** Begin **

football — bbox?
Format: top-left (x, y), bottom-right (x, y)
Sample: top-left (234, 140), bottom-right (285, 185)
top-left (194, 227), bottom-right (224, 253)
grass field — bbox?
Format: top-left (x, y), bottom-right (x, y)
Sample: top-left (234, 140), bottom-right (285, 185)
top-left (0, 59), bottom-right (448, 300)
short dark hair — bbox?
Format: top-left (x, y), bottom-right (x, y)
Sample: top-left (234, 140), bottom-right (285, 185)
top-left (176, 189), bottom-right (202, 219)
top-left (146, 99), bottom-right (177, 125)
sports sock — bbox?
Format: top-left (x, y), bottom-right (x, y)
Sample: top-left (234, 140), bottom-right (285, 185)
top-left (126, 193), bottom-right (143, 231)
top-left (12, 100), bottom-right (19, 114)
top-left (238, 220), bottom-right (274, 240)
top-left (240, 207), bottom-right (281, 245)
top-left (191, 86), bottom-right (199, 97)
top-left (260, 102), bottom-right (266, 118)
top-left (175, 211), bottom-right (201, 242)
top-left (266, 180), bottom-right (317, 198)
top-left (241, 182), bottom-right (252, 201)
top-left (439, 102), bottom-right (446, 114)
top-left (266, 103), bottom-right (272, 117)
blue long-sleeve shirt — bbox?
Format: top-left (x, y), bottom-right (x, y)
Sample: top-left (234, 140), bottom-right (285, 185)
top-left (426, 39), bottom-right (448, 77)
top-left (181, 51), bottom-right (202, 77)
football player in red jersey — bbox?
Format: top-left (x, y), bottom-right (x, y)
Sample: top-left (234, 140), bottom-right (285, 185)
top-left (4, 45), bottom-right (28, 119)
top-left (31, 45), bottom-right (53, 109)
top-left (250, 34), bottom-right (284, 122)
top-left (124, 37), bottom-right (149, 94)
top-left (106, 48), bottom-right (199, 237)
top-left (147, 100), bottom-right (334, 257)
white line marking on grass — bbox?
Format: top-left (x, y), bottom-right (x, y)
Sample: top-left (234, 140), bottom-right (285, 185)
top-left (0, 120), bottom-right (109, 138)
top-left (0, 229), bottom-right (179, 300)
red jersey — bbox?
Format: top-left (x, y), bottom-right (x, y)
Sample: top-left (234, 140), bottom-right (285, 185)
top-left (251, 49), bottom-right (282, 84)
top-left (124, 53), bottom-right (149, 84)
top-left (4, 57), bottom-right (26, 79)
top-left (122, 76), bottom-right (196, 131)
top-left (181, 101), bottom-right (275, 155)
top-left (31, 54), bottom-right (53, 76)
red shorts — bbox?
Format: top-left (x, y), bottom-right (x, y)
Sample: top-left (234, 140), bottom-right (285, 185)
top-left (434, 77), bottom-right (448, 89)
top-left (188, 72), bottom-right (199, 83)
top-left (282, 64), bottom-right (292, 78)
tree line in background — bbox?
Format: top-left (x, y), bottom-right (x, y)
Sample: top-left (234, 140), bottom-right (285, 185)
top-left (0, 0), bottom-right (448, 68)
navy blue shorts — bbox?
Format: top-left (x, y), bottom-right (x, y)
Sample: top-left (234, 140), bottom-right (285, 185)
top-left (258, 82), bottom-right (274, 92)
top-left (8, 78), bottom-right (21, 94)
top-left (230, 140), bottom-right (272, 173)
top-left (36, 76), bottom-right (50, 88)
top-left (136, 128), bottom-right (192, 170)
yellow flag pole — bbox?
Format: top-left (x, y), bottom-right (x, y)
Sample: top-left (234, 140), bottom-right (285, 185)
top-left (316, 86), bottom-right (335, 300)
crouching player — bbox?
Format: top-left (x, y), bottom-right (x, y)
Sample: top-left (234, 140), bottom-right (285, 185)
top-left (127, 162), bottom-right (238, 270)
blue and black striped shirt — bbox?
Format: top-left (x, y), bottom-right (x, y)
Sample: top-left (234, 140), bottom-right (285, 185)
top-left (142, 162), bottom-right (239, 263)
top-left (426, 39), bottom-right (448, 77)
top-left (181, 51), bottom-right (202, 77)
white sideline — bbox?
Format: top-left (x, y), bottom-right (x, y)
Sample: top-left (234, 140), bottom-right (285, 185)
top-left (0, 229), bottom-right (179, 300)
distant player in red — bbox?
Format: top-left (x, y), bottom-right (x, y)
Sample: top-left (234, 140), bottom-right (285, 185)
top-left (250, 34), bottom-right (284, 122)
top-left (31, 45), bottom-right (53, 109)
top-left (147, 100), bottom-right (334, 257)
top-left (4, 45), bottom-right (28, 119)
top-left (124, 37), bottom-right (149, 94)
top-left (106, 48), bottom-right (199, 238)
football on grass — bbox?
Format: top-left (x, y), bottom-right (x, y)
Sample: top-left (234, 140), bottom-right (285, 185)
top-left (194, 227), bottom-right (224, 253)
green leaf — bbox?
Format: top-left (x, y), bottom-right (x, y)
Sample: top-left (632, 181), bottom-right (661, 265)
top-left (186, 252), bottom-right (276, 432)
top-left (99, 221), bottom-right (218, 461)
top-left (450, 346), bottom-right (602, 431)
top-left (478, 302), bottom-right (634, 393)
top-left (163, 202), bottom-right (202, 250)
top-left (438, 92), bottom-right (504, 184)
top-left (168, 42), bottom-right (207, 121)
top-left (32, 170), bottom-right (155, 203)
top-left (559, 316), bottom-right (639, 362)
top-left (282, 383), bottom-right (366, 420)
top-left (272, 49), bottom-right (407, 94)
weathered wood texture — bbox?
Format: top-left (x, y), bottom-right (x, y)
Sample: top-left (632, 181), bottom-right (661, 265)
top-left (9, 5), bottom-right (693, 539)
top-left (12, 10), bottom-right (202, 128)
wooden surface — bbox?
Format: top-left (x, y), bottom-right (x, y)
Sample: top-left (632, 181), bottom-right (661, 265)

** End **

#### Written problem:
List every line in the data above that contains the word "shirt", matching case exactly.

#### Result:
blue long-sleeve shirt — bbox?
blue and black striped shirt — bbox?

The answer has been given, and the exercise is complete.